Restate the lines exactly, starting at the line that contains "Target: wooden door" and finishing with the final line of the records.

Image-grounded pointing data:
▶
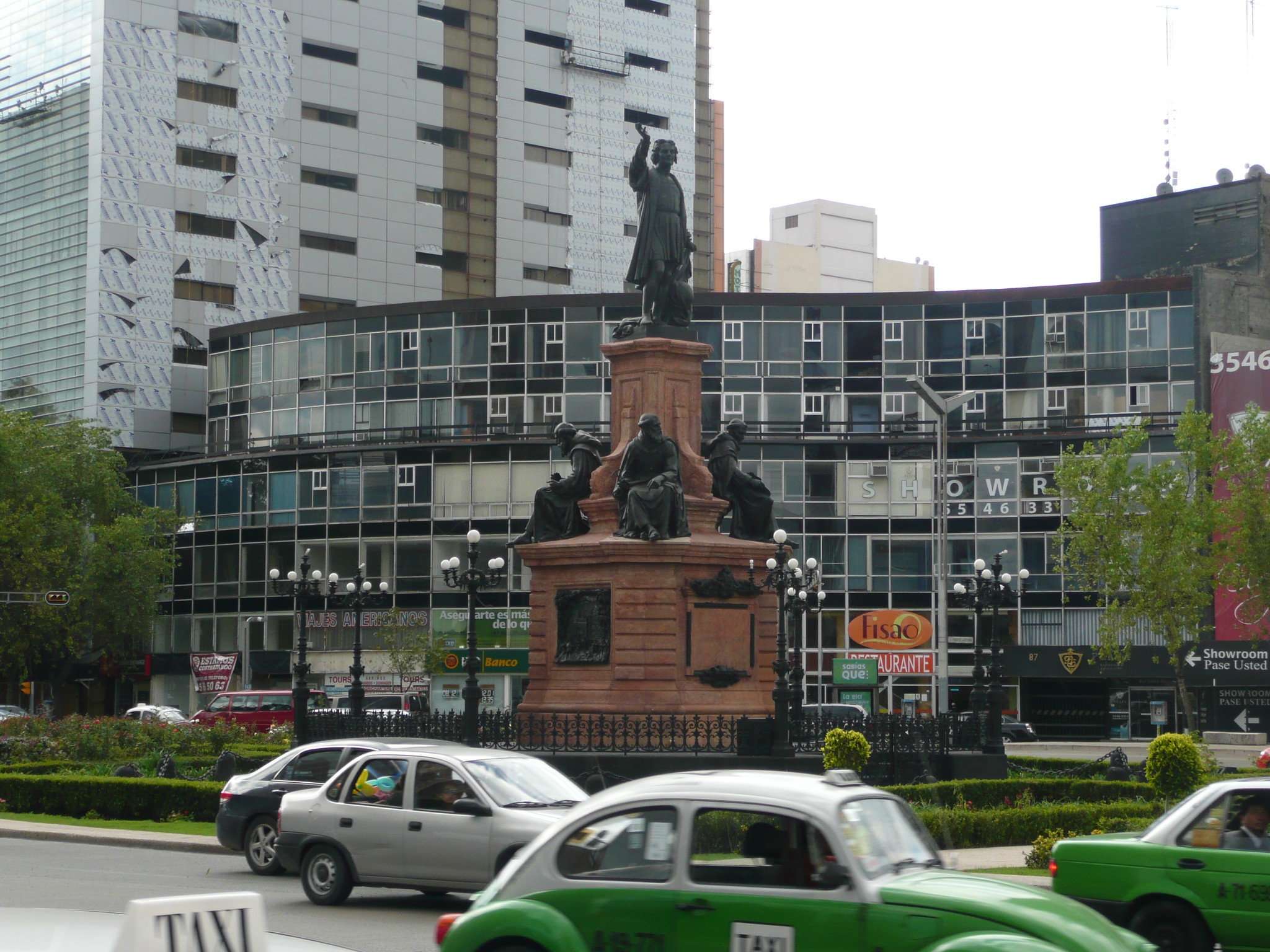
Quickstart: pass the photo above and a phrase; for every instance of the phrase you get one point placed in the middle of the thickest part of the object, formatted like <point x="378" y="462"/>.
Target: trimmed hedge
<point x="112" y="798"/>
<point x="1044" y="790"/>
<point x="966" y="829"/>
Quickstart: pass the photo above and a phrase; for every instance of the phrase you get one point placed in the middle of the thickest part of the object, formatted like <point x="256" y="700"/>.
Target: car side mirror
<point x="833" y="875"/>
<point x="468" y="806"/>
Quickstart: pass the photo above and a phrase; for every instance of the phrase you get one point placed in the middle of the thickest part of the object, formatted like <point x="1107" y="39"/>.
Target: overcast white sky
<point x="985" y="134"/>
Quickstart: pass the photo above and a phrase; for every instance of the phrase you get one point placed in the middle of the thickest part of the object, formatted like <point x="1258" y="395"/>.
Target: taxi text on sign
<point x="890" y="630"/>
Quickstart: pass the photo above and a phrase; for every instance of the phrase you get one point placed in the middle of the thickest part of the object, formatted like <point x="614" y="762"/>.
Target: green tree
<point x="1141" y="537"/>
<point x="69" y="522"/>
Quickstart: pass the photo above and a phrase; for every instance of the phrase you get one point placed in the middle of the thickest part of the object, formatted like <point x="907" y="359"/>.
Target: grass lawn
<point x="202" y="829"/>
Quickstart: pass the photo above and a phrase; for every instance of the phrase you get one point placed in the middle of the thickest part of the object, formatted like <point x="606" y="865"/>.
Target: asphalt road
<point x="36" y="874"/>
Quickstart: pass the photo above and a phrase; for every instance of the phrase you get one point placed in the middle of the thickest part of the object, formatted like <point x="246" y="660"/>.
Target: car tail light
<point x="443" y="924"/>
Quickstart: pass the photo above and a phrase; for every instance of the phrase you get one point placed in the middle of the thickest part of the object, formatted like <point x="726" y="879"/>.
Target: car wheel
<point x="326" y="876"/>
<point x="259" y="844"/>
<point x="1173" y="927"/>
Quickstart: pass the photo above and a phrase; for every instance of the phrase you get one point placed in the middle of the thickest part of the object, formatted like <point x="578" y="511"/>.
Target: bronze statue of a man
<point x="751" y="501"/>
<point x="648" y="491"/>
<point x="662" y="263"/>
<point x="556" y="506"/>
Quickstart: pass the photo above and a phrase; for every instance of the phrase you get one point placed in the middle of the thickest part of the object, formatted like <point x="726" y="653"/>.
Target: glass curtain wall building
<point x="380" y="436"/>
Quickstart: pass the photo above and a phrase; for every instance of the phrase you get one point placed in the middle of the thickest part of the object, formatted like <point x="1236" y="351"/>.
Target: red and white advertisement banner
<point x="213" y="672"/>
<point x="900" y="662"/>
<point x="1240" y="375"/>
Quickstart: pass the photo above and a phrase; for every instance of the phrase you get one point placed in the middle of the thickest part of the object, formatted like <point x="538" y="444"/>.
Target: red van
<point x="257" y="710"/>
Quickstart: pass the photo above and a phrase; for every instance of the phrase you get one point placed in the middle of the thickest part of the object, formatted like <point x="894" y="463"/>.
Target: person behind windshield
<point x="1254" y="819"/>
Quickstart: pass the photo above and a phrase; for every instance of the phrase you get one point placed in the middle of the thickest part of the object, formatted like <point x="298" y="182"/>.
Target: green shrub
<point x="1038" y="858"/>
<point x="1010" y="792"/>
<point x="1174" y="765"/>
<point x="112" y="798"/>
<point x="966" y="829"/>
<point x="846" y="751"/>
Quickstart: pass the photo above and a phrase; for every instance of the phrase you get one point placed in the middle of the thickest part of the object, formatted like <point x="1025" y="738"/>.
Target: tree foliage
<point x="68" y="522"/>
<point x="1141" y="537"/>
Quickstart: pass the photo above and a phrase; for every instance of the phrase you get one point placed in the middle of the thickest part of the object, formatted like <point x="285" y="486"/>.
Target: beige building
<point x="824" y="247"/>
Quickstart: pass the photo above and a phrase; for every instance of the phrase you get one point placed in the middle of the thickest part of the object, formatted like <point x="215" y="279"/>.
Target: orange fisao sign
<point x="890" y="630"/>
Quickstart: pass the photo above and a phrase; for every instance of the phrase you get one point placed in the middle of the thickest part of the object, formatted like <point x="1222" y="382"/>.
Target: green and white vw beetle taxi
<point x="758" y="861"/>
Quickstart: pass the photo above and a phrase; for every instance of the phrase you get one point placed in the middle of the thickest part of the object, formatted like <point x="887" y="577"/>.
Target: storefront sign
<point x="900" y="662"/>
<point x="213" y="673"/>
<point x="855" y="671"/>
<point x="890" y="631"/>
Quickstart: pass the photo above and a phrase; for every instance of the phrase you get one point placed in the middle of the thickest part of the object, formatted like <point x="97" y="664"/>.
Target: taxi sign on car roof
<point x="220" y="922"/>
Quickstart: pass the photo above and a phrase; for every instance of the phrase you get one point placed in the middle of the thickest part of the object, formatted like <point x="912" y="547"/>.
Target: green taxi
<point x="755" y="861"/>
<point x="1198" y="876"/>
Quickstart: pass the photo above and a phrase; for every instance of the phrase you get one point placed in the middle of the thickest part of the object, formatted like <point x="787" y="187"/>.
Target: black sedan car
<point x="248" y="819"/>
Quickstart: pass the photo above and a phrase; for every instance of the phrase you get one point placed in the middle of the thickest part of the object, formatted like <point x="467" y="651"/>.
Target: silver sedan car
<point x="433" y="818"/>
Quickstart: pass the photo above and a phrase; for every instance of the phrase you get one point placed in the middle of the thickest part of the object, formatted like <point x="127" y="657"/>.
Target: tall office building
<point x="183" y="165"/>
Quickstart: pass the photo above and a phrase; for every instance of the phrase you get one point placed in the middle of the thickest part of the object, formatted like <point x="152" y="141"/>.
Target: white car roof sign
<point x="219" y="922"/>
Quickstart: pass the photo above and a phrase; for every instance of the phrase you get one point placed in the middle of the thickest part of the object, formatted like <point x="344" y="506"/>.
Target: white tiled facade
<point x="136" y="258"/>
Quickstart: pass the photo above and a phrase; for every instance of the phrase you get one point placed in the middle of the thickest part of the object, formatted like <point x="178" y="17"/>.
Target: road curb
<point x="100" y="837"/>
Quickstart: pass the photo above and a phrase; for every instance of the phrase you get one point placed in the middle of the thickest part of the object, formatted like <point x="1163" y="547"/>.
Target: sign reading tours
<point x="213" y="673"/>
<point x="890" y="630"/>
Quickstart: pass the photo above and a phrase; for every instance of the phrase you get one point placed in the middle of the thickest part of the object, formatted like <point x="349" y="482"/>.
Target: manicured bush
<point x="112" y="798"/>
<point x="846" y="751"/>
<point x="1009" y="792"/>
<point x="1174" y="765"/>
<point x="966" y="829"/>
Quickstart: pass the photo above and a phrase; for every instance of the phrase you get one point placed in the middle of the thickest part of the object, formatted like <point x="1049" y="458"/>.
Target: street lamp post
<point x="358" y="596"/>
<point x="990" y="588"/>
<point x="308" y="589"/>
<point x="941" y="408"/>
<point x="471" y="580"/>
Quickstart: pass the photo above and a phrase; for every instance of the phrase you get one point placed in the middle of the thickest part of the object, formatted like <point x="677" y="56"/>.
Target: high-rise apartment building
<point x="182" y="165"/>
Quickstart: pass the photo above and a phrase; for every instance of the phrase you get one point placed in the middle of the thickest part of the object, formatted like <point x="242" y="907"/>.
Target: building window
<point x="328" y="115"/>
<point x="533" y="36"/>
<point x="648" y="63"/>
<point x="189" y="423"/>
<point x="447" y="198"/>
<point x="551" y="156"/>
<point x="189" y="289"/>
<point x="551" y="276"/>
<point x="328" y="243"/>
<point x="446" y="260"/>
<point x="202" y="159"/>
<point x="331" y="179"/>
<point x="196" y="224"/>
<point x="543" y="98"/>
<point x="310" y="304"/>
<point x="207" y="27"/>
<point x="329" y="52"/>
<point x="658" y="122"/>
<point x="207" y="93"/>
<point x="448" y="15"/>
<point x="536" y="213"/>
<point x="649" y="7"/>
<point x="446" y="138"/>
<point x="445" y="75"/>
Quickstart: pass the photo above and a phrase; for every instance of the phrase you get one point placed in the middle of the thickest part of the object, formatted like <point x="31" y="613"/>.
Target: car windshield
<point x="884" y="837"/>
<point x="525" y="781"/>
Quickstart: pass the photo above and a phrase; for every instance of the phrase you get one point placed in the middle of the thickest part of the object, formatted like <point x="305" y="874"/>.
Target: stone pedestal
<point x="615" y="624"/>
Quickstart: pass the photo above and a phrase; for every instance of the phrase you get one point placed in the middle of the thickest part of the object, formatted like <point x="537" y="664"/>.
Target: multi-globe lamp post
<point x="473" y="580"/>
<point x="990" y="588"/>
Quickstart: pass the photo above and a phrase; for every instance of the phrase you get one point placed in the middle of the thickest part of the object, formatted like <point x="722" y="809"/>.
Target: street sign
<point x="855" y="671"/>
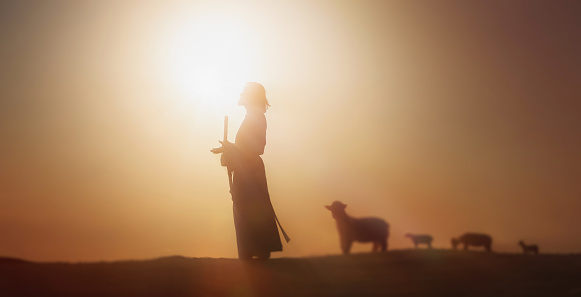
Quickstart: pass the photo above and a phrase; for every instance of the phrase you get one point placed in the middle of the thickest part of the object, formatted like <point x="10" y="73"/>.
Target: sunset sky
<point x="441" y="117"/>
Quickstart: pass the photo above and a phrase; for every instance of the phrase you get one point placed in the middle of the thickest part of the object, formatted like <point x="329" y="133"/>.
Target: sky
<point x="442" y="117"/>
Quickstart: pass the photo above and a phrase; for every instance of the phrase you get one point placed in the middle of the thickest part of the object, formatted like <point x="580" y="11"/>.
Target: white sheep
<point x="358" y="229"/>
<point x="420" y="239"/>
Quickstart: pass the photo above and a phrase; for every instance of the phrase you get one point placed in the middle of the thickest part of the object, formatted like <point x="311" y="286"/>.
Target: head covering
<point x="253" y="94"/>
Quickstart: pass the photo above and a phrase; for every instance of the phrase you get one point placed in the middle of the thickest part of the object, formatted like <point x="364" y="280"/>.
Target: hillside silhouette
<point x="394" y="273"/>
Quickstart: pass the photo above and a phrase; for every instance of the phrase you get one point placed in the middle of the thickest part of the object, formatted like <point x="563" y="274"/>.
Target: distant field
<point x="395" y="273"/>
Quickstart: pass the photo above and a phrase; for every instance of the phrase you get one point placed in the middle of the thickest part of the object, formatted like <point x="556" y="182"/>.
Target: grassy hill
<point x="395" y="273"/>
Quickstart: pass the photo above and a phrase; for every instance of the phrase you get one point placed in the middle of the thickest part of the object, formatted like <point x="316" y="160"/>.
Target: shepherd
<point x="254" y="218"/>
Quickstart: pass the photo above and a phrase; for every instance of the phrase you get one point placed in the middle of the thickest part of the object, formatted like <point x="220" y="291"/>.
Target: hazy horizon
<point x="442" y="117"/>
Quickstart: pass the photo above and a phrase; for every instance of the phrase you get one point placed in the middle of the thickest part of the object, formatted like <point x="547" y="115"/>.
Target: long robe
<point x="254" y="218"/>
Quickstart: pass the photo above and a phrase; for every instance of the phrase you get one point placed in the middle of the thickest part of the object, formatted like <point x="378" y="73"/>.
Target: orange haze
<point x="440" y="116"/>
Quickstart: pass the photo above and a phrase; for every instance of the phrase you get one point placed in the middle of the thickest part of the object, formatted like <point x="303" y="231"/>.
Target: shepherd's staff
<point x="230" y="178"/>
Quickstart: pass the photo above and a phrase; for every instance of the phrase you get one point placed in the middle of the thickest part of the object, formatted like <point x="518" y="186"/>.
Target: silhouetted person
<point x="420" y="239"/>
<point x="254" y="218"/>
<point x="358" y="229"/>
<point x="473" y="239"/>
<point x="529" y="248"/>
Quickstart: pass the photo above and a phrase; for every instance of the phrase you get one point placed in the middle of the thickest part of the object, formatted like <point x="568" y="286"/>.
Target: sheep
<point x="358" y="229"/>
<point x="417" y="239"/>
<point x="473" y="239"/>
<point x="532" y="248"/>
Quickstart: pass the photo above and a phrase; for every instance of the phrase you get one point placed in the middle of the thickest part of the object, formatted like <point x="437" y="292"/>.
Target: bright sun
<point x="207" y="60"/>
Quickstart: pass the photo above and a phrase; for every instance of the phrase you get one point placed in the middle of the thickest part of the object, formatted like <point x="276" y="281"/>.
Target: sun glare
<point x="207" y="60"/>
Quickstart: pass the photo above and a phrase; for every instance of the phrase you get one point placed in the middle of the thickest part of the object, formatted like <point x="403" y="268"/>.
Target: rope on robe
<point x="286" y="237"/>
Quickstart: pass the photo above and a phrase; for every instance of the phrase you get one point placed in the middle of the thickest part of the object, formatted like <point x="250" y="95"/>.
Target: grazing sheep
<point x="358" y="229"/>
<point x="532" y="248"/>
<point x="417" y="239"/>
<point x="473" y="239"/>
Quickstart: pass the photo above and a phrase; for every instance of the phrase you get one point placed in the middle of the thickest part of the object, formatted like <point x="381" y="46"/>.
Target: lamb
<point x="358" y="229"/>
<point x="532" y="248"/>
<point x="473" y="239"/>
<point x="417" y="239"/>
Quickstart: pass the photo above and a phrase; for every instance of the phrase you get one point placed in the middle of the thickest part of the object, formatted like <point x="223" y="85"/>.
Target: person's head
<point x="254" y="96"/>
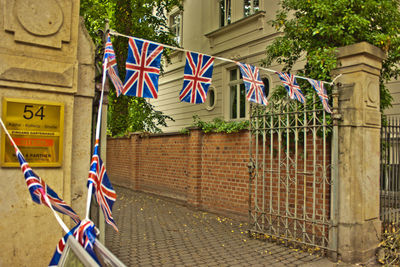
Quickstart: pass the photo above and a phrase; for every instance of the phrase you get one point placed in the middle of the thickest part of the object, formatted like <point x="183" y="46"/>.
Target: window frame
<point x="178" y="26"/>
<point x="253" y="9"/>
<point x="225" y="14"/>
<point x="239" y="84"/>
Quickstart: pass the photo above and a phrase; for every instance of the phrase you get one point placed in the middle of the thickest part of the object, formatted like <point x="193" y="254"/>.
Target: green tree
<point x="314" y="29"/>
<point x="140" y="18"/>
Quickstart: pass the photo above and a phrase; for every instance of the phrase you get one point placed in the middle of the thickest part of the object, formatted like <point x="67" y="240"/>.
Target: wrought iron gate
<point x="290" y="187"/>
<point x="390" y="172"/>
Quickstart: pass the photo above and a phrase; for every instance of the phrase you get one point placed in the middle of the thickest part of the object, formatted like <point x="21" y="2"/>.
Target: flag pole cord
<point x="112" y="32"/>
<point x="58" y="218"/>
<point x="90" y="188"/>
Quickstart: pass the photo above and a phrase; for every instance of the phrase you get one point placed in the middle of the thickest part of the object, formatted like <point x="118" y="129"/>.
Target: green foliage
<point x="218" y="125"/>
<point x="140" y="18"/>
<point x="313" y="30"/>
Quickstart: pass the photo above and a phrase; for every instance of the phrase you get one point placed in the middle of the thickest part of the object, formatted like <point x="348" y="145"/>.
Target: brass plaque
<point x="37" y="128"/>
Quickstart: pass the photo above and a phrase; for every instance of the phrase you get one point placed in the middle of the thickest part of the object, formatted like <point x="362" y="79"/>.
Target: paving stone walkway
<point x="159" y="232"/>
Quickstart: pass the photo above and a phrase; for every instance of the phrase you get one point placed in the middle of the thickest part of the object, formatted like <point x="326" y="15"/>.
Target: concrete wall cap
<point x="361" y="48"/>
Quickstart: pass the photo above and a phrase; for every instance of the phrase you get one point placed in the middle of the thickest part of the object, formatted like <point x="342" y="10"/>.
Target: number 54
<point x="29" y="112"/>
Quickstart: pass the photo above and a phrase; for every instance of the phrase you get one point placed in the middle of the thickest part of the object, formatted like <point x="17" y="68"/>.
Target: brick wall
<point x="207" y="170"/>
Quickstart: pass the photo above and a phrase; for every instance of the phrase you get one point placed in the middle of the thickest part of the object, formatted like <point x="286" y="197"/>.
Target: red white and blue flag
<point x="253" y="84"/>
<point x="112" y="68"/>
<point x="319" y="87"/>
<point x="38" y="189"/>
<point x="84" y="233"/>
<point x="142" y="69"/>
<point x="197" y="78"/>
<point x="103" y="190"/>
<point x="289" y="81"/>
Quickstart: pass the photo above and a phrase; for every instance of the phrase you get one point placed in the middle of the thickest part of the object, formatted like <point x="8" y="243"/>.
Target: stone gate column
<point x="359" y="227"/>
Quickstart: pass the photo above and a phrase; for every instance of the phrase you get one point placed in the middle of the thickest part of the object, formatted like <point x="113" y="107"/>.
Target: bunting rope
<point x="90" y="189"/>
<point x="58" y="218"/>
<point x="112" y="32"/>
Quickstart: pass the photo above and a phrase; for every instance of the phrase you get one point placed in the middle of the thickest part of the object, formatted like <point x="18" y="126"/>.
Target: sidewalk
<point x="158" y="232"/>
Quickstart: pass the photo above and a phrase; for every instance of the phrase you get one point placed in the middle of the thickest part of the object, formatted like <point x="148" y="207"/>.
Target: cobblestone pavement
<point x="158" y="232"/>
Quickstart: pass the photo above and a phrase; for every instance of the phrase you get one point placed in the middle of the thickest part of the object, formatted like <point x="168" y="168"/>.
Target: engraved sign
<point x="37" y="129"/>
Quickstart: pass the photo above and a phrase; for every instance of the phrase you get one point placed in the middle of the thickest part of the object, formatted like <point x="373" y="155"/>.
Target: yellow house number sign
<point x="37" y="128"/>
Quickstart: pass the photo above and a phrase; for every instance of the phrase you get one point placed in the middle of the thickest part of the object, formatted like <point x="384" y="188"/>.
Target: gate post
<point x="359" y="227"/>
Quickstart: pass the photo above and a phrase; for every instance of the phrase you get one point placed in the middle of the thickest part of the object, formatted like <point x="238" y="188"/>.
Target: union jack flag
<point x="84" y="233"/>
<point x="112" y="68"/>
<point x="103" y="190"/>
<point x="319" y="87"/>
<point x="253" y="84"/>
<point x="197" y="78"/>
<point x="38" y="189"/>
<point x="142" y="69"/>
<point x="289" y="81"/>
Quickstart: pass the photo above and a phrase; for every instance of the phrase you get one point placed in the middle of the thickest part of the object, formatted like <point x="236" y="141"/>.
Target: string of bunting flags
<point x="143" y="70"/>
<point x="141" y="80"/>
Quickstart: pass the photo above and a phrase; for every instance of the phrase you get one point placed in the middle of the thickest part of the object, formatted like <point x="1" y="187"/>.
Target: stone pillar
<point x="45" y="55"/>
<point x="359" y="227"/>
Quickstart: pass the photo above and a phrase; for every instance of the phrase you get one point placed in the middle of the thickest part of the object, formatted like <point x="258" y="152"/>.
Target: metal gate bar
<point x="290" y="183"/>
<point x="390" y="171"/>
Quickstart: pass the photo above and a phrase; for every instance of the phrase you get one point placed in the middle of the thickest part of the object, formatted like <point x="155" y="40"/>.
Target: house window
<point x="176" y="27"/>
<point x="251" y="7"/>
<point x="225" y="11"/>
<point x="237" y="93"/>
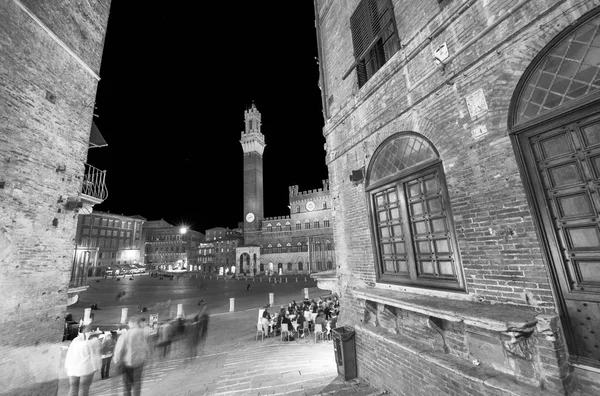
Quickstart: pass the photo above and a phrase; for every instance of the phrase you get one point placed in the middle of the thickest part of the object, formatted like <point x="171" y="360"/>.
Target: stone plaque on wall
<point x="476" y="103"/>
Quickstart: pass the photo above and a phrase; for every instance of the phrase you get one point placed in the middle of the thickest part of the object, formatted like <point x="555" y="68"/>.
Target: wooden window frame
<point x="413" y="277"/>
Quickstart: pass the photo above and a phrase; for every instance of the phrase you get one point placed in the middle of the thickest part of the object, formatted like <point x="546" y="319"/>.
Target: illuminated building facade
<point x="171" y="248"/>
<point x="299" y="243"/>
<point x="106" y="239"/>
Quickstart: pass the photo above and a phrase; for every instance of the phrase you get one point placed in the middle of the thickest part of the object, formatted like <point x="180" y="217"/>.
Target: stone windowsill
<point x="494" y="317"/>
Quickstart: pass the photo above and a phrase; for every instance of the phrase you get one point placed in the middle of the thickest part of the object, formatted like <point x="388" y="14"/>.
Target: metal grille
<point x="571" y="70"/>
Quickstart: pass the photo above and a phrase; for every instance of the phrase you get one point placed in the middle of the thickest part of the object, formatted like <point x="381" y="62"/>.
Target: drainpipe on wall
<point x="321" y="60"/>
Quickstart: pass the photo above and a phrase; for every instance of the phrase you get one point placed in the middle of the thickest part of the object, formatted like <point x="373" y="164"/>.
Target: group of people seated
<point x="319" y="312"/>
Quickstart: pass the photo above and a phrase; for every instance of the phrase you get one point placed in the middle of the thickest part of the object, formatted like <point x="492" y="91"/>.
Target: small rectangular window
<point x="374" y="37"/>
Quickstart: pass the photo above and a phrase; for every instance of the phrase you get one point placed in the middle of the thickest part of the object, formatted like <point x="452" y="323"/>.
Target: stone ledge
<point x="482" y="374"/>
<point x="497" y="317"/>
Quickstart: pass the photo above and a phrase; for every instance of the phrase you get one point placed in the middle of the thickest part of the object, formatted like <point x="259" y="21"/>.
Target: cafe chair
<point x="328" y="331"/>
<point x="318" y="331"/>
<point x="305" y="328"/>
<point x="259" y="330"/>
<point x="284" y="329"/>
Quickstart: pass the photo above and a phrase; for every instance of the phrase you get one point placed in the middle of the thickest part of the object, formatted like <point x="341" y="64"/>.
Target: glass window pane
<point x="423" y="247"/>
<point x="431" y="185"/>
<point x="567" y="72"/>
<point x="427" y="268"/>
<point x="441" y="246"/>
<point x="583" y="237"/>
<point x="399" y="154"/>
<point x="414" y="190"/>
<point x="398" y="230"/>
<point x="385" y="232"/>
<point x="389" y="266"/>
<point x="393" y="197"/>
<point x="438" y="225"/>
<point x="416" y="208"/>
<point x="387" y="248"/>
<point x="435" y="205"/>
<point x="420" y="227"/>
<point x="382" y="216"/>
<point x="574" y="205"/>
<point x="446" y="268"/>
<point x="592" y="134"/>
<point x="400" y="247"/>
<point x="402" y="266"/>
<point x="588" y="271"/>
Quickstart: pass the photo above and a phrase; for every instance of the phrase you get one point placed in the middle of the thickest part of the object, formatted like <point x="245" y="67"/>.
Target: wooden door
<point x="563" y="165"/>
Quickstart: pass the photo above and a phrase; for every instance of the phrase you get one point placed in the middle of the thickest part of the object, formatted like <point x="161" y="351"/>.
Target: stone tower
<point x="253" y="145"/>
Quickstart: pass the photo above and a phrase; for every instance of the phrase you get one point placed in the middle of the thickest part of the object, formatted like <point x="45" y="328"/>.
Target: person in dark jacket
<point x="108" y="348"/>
◀
Response to this task:
Target: wooden door
<point x="563" y="165"/>
Quickstart: pass the photo above and a phrase; for every instance of the phrase you get one point placed in the middle of the thickest part of the object, formatted like <point x="161" y="351"/>.
Target: stone tower
<point x="253" y="145"/>
Quickstart: pass the photo above and a phrase; for every instance of the phrase you get one point placed in the middle of the thickest part of the object, formatted like <point x="45" y="328"/>.
Target: person in dark jacket
<point x="108" y="348"/>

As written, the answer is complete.